> _Work required_: Extract the complete data exactly as given.

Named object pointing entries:
▼

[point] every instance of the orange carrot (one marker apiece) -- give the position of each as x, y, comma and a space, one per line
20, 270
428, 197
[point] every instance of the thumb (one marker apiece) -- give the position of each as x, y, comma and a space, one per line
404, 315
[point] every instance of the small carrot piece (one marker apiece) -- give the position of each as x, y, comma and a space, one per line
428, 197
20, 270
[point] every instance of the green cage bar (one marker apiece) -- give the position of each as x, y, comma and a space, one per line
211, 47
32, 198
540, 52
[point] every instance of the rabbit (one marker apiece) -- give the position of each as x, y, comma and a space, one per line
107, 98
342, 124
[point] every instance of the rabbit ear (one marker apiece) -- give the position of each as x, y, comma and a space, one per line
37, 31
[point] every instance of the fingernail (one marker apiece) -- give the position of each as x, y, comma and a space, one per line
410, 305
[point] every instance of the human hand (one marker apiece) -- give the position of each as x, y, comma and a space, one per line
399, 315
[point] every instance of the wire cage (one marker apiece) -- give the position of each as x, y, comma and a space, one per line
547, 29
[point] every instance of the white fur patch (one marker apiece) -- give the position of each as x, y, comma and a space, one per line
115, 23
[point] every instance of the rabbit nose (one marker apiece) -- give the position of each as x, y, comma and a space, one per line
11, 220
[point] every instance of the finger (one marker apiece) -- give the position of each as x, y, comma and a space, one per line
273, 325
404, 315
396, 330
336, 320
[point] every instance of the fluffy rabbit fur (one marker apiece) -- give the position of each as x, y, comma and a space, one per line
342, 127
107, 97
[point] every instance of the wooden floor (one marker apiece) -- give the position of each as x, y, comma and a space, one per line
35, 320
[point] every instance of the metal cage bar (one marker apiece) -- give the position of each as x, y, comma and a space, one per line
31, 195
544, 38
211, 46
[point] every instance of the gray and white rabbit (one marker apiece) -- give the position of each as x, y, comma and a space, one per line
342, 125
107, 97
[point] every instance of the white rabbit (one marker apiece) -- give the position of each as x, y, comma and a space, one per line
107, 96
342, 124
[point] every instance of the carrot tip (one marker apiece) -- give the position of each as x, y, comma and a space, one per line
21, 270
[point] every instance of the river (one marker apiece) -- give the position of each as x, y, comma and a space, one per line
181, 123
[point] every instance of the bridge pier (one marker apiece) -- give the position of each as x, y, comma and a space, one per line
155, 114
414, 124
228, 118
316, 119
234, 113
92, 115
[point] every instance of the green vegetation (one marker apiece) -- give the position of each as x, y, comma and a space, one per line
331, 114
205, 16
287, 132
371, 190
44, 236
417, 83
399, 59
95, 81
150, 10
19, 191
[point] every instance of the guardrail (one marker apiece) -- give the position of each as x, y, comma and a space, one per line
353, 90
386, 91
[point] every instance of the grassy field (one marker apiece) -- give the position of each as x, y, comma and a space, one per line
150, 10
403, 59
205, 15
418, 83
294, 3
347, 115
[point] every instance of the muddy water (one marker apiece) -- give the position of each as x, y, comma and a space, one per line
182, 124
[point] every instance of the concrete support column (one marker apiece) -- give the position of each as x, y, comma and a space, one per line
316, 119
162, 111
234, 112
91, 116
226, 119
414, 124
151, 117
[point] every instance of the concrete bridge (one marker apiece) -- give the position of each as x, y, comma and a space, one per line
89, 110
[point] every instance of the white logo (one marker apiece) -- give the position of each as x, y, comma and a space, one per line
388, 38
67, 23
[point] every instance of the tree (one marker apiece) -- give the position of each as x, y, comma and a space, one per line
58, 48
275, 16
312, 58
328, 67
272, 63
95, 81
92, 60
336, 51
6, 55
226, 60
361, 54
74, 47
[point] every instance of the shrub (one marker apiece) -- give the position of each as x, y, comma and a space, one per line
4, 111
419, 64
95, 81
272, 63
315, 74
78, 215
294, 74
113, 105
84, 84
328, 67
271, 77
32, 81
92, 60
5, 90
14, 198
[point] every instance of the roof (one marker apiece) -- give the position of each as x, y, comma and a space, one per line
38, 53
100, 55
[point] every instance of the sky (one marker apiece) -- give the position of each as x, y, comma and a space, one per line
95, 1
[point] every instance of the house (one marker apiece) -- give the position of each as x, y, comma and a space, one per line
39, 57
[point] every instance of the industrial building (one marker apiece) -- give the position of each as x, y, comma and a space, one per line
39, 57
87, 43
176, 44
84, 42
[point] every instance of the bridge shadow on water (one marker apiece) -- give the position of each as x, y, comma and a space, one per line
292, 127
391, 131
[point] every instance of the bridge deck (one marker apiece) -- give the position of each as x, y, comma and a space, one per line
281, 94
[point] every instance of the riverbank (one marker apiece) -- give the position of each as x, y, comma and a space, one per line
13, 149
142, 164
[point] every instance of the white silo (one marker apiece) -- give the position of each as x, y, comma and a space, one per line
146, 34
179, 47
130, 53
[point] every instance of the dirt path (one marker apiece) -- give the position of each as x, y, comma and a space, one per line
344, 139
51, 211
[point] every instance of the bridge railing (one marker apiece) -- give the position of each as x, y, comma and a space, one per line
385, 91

▲

> _Result of the task_:
[point] every instance of the orange carrot (one marker apiece) -- give the position of each as x, y, comma and a space, one per line
20, 270
428, 197
[point] every instance of the thumb (one marker apiece) -- give the position of each as x, y, comma and a space, one per line
404, 315
[point] every instance of the small carrot piece (one marker apiece) -- give the position of each as x, y, comma and a space, one per line
428, 197
20, 270
[point] every instance of the green cage bar (one marker apiece) -- give the position of each as x, y, comma and a space, one per line
211, 47
32, 198
540, 52
[point] every instance of the rabbit (one marker apiece) -- give the position of each as x, y, comma and a space, one per line
107, 98
342, 124
[point] every instance of the rabbit ear (one marker apiece) -- give the position of each as x, y, comma and a space, one per line
37, 31
[point] every instance of the fingernail (one marker apiece) -- give the position of each as x, y, comma and a space, one per line
410, 305
[point] every instance of the human hand (one marker apiece) -- give the position of each as x, y, comma and a space, one per line
399, 315
[point] every instance of the wire cage (one marker apiece) -- give the position of each as x, y, comma and a space, one per line
547, 29
[point] every instance of the white fur patch (one marker apiece) -- give the position of each as x, y, comma and a space, one per line
115, 23
[point] every instance of the rabbit nose (one marker apiece) -- give the position of each as x, y, comma and a space, one per line
11, 220
[point] every instance of the finger (one marker apiece) -- give the position of each as x, y, comma and a space, one per line
273, 325
404, 315
396, 330
336, 320
[point] every instance of the fluffy rabbit fur (one marker apiece) -- give the position of each as x, y, comma and a space, one per line
342, 127
107, 97
[point] every instance of the wooden floor (one marker apiece) -- give the position of each as x, y, comma and a space, one per line
35, 320
[point] every instance of the metal cage bar (one marker apiece) -- give the position of each as x, y, comma and a space, one per line
31, 195
544, 38
211, 46
[point] every instance of the gray and white rabbit (one marker apiece) -- give the position of each as x, y, comma and a space, one per line
342, 125
107, 97
[point] every instance of the white rabbit (one marker apiece) -- give the position of each as x, y, comma and a space, one per line
107, 96
342, 124
[point] every instance of the carrot tip (one marker apiece) -- give the position of each as x, y, comma and a space, one per line
21, 270
[point] every instance of the river (one marker apiece) -- give the position of each as x, y, comma and a space, one per line
181, 123
[point] every instance of the bridge pier (one marker apiece) -- give the position of each as x, y, comma and a space, one per line
155, 114
414, 124
228, 118
316, 119
234, 113
92, 115
[point] every instance of the green vegetation (one marker apiece) -- give the position of each as x, y, comma and a space, one per line
331, 114
205, 16
287, 132
371, 190
44, 236
417, 83
399, 59
95, 81
150, 10
19, 191
[point] every instance of the guardrail (one marker apiece) -- give the position of each as x, y, comma and a space, one per line
353, 90
386, 91
[point] every instance of the grassy field (one marker apiece) -- give the position of each as x, y, comma and a space, one per line
150, 10
403, 59
205, 15
418, 83
294, 3
347, 115
[point] every instance of the muddy water (one marker apiece) -- give the position of each as x, y, comma and a space, one per line
182, 124
[point] every instance of the concrete support column (one marker apiece) -- give the position of each as x, y, comma and a space, one per line
316, 119
162, 111
234, 112
91, 116
226, 119
414, 124
151, 117
[point] every instance of the concrete bridge (one marker apiece) -- give the position of each as x, y, comma and a space, one per line
89, 110
[point] every instance of the white logo (one marker apiece) -- give the position of each as x, y, comma and a space, one per line
388, 38
67, 23
[point] every instance of the tree (one marker apiece) -- give the position of each as x, y, comma and a space, one per line
58, 48
275, 16
312, 58
328, 67
272, 63
95, 81
92, 60
336, 51
6, 55
226, 60
361, 54
74, 47
[point] every instance of the shrub (one marker apiece) -- give the position of each as x, y, comma and a space, one per line
4, 111
419, 64
95, 81
272, 63
315, 74
78, 215
294, 74
113, 105
84, 84
328, 67
271, 77
32, 81
92, 60
5, 90
14, 198
[point] every instance of the roof (one marker apiece) -- give the position of each as x, y, comma and a space, one per line
38, 53
100, 55
[point] every instance of the sky (one marker apiece) -- give the position of each as x, y, comma and a space, one per line
95, 1
[point] every instance of the house (one marker apiece) -- give the position of each as x, y, comma and a space, one per line
39, 57
[point] every instance of the industrial building (one marker apiece) -- give the position of each as x, y, comma and a space, one per line
39, 57
87, 43
176, 44
84, 42
[point] every instance of the bridge shadow on water (one marker apiece) -- give the position of each as x, y, comma and a space, one per line
292, 127
391, 131
[point] every instance of the bridge deck (one marker apiece) -- give the position of each as x, y, comma and a space, one per line
281, 94
[point] every instance of the riverbank (one marker apiece) -- give the position of each as x, y, comma and a space, one per line
13, 149
142, 164
[point] every instance of the white silo (one marker apiece) -- give the position of each as x, y, comma and a space, one per line
146, 34
179, 47
130, 53
[point] every instance of the dirt path (one marker apiece) -- give the position of each as x, y, comma and a space, one per line
344, 139
51, 211
[point] every instance of the bridge railing (one marker apiece) -- give the position of each as x, y, comma and a space, one per line
385, 91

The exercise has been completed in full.